Limitations & Future Work

  1. Frequency-to-spatial domain conversion at inference: Although storage is compressed, the inference pipeline may incur additional DFT/IDFT computational overhead.
  2. Primarily validated on the LLaVA series: Applicability to other architectures (e.g., Qwen-VL, InternVL) requires further investigation.
  3. Ultra-low bit-width (1–2 bit) performance: Performance degradation remains noticeable at extremely low bit-widths; combining with knowledge distillation or similar techniques may be necessary.
  4. Hardware support: Complex arithmetic and polar coordinate quantization may lack native acceleration support in existing inference engines.
  5. Adaptation to dynamic scenarios: Fixed truncation rank may not be optimal across all layers; adaptive rank selection strategies are worth exploring.
  • LoRA / QLoRA: Pioneering work on low-rank adaptation, but operating in the spatial domain.
  • ASVD / FWSVD: SVD-based weight compression that handles low-rank decomposition and quantization separately.
  • LQER: Joint low-rank-plus-quantization method, but in the spatial domain.
  • GPTQ / AWQ: Quantization-only schemes without low-rank decomposition.

◇ ◇ ◇ ◇ ◇ ◇ ◇

### Work to complete
**A.** According to the limitations section, which model series was the approach primarily validated on?
**B.** Do the following statements agree with the limitations section? For each, answer yes or no and quote the words from the section that decide it.
(i) Performance degradation remains noticeable at extremely low bit-widths.
(ii) LQER performs joint low-rank-plus-quantization in the frequency domain.
(iii) GPTQ and AWQ pair quantization with low-rank decomposition.

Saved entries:

◇ ◇ ◇ ◇ ◇ ◇ ◇

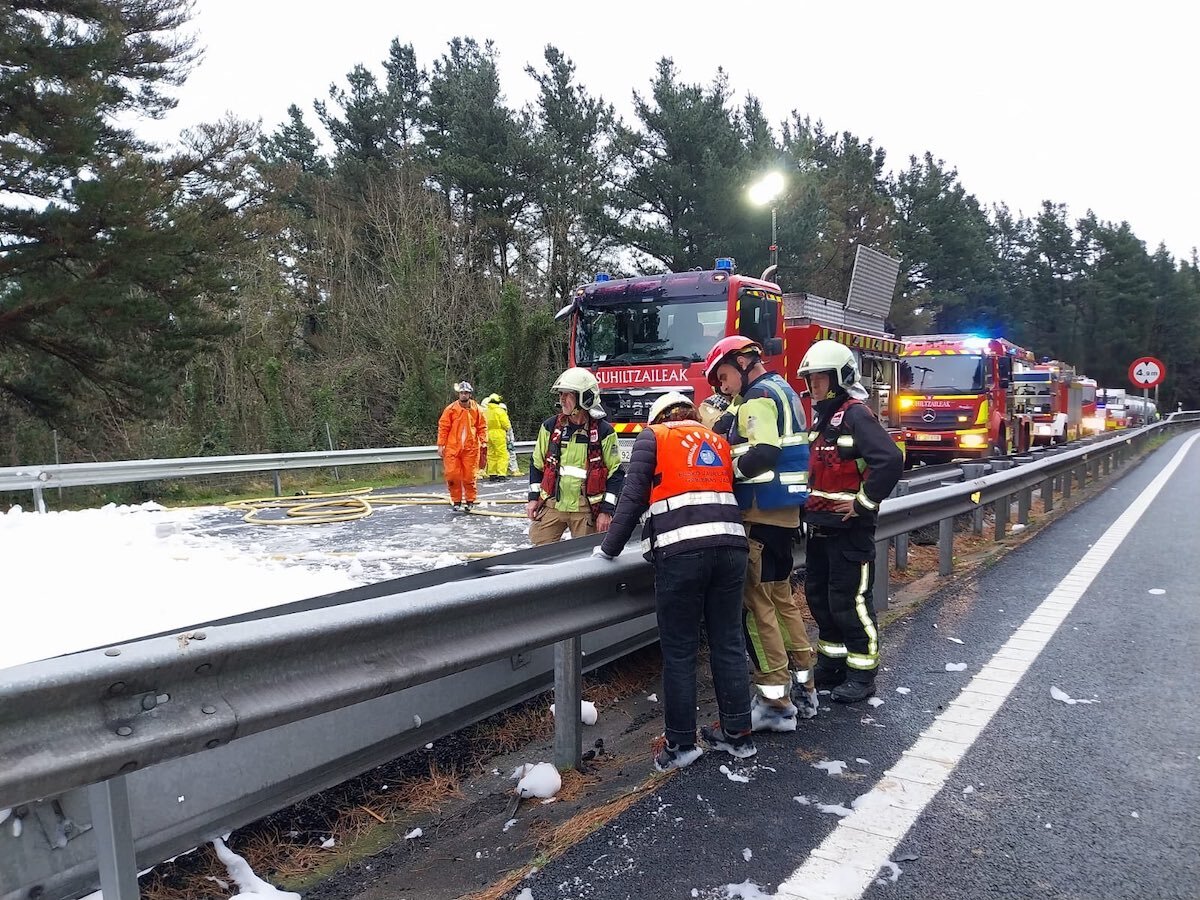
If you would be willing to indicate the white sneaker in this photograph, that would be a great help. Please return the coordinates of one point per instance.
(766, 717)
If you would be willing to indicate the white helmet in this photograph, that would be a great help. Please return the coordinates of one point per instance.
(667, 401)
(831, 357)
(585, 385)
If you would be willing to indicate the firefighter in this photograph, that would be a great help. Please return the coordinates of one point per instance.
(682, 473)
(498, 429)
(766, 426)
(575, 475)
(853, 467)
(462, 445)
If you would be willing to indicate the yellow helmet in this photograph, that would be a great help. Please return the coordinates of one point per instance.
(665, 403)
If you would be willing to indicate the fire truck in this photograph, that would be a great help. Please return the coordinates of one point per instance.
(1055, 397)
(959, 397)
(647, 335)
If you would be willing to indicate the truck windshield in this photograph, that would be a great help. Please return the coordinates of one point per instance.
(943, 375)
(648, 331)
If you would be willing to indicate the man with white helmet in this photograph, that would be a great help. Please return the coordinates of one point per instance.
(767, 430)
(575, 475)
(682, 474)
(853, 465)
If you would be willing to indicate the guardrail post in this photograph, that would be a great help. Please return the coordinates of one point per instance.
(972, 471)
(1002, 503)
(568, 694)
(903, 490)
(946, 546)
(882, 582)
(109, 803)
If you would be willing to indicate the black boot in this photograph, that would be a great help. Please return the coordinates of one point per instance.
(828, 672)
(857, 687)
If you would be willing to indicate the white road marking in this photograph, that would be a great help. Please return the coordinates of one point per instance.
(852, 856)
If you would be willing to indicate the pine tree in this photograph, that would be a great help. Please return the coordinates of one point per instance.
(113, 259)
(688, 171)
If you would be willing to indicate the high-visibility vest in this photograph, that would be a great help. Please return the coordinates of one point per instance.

◇ ◇ ◇ ◇ ◇ ◇ ◇

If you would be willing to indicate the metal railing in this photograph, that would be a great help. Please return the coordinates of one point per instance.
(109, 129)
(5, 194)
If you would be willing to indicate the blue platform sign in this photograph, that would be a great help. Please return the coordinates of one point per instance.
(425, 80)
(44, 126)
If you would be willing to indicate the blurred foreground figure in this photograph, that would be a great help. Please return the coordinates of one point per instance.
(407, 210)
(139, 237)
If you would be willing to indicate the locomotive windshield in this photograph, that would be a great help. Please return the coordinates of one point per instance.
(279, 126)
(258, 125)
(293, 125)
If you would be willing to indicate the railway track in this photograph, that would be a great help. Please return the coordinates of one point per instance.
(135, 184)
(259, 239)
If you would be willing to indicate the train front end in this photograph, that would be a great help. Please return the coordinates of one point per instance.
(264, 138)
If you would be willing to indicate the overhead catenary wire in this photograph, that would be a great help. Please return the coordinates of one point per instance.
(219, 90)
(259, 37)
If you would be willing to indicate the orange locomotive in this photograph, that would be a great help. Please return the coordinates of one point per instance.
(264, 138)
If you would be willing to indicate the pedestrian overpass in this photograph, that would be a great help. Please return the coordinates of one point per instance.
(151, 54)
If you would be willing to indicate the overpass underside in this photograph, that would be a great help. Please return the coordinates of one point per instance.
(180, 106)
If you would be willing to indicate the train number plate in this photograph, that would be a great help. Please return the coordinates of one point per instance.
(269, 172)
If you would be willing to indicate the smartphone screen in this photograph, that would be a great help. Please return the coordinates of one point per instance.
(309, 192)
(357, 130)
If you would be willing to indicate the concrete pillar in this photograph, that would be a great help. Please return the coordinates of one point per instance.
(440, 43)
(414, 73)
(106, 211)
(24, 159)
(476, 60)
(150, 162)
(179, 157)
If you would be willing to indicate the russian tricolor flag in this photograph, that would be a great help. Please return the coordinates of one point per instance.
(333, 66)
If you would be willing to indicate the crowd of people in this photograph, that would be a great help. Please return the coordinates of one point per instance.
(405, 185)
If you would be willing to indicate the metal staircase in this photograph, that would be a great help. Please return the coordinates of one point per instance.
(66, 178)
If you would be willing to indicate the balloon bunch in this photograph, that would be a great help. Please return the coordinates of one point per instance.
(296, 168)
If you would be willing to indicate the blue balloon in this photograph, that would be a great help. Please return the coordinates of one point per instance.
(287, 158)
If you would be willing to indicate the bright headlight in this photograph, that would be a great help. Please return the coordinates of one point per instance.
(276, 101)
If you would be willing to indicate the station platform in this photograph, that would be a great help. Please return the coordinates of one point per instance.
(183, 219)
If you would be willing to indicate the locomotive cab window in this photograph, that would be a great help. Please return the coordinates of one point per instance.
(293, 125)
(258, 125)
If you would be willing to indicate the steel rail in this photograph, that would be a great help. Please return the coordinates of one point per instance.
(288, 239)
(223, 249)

◇ ◇ ◇ ◇ ◇ ◇ ◇

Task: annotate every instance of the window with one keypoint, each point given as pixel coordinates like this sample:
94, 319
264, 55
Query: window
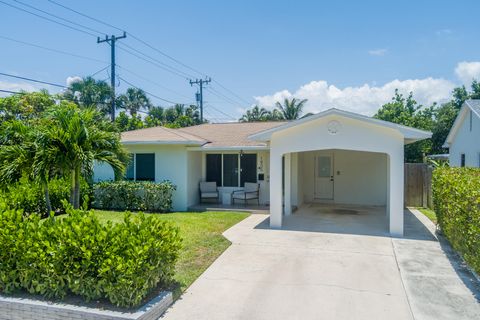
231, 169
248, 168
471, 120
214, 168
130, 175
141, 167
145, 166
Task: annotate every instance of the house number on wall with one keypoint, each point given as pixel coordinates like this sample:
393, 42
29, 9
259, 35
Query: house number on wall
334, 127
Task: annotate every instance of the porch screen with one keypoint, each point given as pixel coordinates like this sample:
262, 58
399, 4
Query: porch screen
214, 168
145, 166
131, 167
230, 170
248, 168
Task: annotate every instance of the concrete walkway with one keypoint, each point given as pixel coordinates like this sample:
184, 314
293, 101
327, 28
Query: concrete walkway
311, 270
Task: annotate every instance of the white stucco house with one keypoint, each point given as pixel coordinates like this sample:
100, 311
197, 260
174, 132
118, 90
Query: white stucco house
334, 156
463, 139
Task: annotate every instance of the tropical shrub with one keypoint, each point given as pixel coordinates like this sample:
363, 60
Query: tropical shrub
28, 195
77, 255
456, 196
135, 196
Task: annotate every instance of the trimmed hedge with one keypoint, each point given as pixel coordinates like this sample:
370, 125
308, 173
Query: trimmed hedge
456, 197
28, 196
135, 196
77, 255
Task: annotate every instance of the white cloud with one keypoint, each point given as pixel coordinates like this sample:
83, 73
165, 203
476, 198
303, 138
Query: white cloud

◇ ◇ ◇ ◇ ◇ ◇ ◇

### Responses for each task
**A.** The LLaVA series.

**B.**
(i) Yes: "Performance degradation remains noticeable at extremely low bit-widths".
(ii) No: "Joint low-rank-plus-quantization method, but in the spatial domain."
(iii) No: "Quantization-only schemes without low-rank decomposition."